# [Shape outline listing]
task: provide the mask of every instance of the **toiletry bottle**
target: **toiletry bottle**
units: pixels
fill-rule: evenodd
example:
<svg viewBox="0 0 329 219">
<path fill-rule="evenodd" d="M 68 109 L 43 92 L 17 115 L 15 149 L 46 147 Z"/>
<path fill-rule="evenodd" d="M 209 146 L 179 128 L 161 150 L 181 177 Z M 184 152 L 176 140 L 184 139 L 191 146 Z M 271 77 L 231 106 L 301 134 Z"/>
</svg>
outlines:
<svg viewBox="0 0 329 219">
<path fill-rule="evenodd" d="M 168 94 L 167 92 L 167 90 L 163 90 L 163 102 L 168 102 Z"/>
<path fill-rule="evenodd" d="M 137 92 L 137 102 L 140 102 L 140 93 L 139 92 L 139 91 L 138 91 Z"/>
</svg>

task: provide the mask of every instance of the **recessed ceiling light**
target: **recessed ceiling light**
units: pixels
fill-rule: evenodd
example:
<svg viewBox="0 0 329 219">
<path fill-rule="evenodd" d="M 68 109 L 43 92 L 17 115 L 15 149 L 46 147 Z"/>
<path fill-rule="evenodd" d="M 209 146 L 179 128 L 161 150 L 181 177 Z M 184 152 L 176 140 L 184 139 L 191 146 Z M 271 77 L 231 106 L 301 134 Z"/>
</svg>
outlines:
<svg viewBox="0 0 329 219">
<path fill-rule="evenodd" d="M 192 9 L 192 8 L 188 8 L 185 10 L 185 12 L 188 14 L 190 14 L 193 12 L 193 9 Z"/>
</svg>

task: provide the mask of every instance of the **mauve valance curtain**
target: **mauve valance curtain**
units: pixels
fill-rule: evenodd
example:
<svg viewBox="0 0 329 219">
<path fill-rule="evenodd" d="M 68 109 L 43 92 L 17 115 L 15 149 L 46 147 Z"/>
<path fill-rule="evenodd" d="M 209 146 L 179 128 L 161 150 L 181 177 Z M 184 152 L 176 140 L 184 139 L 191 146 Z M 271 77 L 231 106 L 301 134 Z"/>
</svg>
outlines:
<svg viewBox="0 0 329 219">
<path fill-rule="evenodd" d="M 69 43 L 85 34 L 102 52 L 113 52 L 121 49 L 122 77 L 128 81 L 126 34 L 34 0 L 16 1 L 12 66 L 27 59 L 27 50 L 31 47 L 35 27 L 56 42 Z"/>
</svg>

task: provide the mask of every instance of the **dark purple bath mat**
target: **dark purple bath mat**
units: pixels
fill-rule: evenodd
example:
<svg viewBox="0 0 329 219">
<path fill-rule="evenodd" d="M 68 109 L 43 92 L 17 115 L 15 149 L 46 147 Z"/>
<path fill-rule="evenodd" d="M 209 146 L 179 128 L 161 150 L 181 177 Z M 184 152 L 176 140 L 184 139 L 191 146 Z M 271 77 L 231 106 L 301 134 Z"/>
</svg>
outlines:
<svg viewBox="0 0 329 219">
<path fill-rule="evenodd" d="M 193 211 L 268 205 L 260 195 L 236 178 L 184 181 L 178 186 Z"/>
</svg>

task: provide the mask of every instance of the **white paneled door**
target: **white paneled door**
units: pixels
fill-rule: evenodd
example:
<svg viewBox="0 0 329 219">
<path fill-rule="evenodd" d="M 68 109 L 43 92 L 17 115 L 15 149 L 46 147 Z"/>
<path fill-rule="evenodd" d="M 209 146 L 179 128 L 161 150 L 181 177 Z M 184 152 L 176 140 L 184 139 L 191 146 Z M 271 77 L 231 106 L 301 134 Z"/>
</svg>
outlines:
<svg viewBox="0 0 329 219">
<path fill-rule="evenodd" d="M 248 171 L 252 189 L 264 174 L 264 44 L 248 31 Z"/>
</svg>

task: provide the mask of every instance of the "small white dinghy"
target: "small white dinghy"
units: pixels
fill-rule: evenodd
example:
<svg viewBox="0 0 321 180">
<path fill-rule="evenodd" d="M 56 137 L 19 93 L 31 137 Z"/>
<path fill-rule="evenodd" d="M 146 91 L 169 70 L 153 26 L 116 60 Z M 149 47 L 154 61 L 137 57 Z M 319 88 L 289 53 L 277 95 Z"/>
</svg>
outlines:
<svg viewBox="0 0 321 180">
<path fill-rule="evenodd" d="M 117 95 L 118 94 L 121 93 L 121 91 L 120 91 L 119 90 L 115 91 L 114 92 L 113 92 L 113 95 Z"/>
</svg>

# [What is needed]
Copy the listing from its start through the line containing "168 94 L 167", inclusive, keeping the request lines unchanged. Add -32 to every number in the answer outlines.

# [Response to this exercise]
task: provide the mask of every instance of the **toiletry bottle**
target: **toiletry bottle**
units: pixels
fill-rule: evenodd
example:
<svg viewBox="0 0 329 219">
<path fill-rule="evenodd" d="M 68 109 L 43 92 L 17 115 L 15 149 L 46 147 Z"/>
<path fill-rule="evenodd" d="M 209 146 L 179 128 L 161 150 L 181 177 Z M 184 152 L 176 140 L 184 139 L 191 146 Z M 271 77 L 231 106 L 301 134 Z"/>
</svg>
outlines:
<svg viewBox="-32 -32 297 187">
<path fill-rule="evenodd" d="M 136 62 L 135 60 L 135 58 L 131 58 L 131 70 L 136 70 Z"/>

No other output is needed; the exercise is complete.